* **Task statement**
Format the stretch of rows from the line containing "Wildlife-survey input: mark every instance of the yellow cap" through the line containing "point(441, 16)" as a numbered list, leaving out blank lines.

— START Working data —

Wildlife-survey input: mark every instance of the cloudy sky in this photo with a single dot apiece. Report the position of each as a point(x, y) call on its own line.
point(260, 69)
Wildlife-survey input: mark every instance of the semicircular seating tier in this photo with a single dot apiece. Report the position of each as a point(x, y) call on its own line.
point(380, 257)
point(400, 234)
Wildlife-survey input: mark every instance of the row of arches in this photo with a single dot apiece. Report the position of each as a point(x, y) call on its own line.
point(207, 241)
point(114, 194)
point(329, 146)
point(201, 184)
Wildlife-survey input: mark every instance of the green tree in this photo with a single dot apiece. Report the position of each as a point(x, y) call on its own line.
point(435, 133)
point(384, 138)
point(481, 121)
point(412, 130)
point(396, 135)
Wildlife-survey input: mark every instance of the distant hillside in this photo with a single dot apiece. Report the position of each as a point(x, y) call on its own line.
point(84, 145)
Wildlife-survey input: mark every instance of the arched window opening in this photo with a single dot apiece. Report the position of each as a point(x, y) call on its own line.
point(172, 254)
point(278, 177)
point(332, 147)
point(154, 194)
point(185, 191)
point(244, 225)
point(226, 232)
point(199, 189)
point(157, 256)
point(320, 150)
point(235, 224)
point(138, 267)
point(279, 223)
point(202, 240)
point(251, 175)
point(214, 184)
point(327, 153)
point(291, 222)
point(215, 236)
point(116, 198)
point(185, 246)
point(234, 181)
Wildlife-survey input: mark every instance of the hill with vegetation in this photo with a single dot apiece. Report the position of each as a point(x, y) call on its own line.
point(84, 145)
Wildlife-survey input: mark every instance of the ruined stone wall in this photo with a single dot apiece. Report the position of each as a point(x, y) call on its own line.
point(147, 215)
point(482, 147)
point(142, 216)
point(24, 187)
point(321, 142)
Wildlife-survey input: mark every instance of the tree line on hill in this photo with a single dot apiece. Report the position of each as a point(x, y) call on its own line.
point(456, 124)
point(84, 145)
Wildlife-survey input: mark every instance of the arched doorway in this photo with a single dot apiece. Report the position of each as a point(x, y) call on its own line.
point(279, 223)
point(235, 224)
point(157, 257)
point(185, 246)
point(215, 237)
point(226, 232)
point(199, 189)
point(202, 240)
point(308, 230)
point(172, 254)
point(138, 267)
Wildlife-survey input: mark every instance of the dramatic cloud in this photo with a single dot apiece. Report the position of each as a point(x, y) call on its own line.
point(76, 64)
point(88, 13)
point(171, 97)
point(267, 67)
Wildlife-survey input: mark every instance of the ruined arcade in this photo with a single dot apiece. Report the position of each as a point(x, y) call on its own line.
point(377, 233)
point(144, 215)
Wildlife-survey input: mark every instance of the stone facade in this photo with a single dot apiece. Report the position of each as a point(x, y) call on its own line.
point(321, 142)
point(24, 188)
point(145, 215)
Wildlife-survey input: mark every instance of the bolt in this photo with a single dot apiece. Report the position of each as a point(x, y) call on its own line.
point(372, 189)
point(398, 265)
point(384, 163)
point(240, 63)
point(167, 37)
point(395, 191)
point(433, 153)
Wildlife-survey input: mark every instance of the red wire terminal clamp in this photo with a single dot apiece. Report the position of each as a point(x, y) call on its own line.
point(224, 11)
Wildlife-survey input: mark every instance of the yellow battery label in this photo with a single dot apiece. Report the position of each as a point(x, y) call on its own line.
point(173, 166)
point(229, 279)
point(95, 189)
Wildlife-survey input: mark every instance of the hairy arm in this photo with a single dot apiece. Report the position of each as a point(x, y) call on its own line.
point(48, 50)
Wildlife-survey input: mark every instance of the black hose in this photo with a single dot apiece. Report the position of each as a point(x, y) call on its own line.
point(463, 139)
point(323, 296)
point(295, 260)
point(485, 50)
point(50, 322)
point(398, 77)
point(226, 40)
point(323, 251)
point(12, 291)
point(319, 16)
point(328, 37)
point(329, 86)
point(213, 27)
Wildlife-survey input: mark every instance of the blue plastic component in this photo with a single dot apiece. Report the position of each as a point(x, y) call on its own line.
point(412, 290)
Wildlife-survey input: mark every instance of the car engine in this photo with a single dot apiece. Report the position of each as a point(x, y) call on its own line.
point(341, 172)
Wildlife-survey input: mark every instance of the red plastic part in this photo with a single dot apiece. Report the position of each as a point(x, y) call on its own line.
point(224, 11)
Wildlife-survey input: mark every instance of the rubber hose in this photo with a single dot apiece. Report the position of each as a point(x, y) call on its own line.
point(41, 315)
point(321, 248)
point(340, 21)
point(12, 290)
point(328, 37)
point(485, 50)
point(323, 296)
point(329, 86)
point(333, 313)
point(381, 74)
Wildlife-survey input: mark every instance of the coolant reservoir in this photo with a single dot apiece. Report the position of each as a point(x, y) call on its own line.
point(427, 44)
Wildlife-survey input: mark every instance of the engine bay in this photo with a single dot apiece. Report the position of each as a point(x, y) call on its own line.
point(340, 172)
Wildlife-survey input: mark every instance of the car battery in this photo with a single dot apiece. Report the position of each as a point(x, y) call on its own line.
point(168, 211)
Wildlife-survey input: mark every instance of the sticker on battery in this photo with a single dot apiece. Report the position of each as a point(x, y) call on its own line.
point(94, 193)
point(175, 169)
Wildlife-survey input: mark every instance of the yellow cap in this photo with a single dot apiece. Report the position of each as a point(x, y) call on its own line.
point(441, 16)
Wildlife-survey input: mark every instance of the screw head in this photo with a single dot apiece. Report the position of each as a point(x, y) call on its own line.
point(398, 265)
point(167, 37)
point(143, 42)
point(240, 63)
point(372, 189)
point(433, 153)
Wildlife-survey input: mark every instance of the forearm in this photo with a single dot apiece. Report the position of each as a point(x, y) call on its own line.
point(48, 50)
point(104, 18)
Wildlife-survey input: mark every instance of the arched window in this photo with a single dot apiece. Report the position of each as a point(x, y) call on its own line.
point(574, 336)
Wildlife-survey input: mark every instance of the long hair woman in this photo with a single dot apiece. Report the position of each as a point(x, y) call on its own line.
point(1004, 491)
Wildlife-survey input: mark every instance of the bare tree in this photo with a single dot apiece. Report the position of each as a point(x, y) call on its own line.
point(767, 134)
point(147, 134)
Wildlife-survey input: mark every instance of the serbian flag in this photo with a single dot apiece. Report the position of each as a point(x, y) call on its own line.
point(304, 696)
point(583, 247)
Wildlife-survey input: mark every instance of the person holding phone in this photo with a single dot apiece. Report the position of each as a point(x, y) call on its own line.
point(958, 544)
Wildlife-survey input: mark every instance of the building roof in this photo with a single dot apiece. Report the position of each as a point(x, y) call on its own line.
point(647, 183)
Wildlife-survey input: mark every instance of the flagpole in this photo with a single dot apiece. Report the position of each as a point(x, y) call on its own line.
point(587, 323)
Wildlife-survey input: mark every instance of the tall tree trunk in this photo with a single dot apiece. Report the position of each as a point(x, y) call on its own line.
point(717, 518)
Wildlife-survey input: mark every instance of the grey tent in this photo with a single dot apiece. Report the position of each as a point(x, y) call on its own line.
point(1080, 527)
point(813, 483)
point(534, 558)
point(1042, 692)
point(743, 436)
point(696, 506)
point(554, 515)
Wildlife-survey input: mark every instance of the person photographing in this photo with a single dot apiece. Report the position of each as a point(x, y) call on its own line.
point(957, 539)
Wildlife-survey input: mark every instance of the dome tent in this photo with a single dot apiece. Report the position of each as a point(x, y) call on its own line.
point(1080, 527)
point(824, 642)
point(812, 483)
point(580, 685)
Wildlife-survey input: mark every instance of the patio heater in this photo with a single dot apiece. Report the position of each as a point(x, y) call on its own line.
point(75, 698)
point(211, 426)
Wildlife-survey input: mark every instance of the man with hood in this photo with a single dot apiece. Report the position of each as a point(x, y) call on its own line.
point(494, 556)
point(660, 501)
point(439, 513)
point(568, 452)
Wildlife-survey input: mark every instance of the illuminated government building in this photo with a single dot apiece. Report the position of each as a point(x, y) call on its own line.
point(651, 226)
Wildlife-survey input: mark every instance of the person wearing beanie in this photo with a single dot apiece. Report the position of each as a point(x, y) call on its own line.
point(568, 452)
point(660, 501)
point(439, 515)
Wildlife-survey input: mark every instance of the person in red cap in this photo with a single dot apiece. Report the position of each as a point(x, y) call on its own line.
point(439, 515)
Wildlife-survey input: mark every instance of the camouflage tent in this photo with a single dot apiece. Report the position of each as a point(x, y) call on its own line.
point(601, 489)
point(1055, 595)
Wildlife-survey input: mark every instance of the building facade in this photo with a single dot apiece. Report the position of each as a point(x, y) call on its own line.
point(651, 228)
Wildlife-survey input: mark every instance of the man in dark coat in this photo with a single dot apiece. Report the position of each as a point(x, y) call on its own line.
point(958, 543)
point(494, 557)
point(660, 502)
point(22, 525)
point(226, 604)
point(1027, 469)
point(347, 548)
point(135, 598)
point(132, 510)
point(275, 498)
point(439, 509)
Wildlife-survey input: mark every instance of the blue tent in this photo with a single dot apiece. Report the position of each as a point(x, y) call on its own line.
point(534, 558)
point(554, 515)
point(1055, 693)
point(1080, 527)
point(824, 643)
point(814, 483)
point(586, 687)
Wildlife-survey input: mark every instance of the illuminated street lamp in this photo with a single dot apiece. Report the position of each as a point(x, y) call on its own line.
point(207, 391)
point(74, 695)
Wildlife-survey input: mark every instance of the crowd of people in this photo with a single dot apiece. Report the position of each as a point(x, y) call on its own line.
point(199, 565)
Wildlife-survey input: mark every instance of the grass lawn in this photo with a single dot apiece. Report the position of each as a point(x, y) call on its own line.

— END Working data —

* **Solution to the exercise**
1. Wildlife-survey input: mark every instance of the yellow cap in this photo with a single dot apiece. Report the position of each as a point(x, y) call on its own line.
2. point(441, 16)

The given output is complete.